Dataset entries
==============================

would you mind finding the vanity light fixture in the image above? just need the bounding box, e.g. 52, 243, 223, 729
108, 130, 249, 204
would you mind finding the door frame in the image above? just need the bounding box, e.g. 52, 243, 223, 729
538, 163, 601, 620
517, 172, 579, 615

==============================

_WHAT YOU WILL DO_: Retype exactly the lines from the one containing "would you mind finding the door" through the last line of the records above, including both.

_SOLUTION FOR THIS TASK_:
would you mind finding the door frame in the image above? just need the bounding box, e.g. 52, 243, 223, 729
538, 163, 601, 620
517, 172, 579, 615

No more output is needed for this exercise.